● Quoted passage:

According to a shocking 2003 Lancet article by Philip Musgrove, who served as editor in chief of part of the WHO study, “the attainment values in WHO’s World Health Report 2000 are spurious.” By his calculation, the WHO “overall attainment index” was actually generated by complete information from only 35 of the 191 countries. Indeed, according to Musgrove, WHO had data from only 56 countries for Health Inequality, a subcategory; from only 30 countries for Responsiveness; and from only 21 countries for Fair Financing. Nonetheless, rankings were “calculated” for all 191 countries.
Musgrove gives specific examples of overtly deficient data that was directly misused by WHO. He stated that “three values obtained from expert informants (for Chile, Mexico, and Sri Lanka) were discarded in favor of imputed (i.e. estimated) values” and that “in two cases, informants gave opinions on one province or state rather than the entire country.” Musgrove wrote to Christopher Murray, WHO’s director of the Global Program on Evidence for Health Policy at the time, on August 30, 2000, about the study’s handling of the missing statistics: “If it doesn’t qualify as manipulating the data, I don’t know what does . . . at the very least, it gravely undermines the claim to be honest with the data and to report what we actually find.”
If World Health Report 2000 had simply been issued and forgotten, it would still be a case study in how to produce a wretched and unreliable piece of social science masquerading as legitimate research. That it served so effectively as a catalyst for unprecedented legislation is evidence of something more disturbing. The executive and legislative branches of the United States government used WHO’s document as an implicit Exhibit A to justify imposing radical changes to America’s health-care system, even in the face of objections from the American people. To blur the line between politics and objective analysis is to do violence to them both.

● Tasks and exercises:
1. In the passage on the WHO World Health Report 2000, list every measure for which a number of countries with data is given, along with that number.
2. Transcribe the passage on the WHO World Health Report 2000 word for word, everything from "According to a" down to "all 191 countries.".
3. Answer these questions from the passage on the WHO World Health Report 2000:
(a) In what year did Musgrove's Lancet article appear?
(b) To whom did Musgrove write on August 30, 2000?
(c) For how many countries were rankings calculated?
The lines after this text aren't needed.

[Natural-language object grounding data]
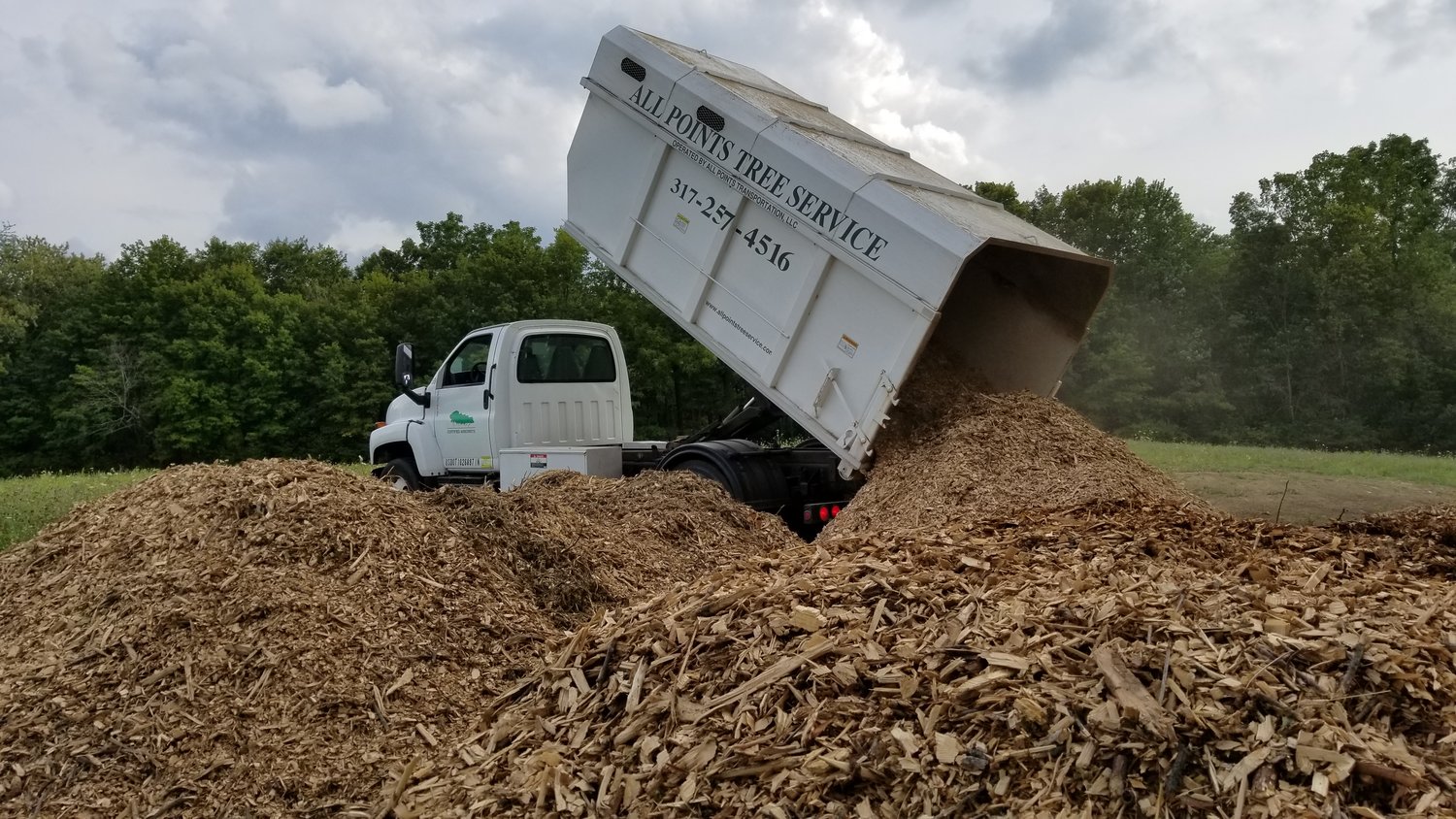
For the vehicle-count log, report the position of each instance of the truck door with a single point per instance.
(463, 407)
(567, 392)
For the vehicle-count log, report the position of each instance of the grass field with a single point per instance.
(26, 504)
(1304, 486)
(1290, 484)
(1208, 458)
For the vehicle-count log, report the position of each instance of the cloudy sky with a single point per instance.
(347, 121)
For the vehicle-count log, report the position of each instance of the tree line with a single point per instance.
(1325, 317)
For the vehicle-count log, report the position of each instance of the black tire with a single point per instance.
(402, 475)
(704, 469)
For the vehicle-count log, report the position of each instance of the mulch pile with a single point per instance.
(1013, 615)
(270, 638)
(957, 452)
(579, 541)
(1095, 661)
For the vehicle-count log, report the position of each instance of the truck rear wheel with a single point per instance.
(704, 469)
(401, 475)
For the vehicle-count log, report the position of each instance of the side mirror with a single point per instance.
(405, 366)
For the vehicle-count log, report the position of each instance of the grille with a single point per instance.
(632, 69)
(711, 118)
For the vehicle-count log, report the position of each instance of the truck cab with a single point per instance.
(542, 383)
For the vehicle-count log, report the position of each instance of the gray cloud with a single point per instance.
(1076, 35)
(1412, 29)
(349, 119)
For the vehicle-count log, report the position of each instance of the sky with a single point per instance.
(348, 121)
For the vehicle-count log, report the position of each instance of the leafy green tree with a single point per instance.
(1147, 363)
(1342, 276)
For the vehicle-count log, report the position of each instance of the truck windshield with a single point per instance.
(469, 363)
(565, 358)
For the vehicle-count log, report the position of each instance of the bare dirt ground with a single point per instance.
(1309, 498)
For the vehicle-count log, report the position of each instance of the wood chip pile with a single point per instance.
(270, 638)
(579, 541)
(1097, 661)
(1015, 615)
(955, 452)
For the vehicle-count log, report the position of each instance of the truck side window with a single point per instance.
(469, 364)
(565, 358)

● Answers in order:
1.
Overall attainment index: 35 countries
Health Inequality: 56 countries
Responsiveness: 30 countries
Fair Financing: 21 countries

2.
According to a shocking 2003 Lancet article by Philip Musgrove, who served as editor in chief of part of the WHO study, “the attainment values in WHO’s World Health Report 2000 are spurious.” By his calculation, the WHO “overall attainment index” was actually generated by complete information from only 35 of the 191 countries. Indeed, according to Musgrove, WHO had data from only 56 countries for Health Inequality, a subcategory; from only 30 countries for Responsiveness; and from only 21 countries for Fair Financing. Nonetheless, rankings were “calculated” for all 191 countries.

3.
(a) 2003
(b) Christopher Murray
(c) 191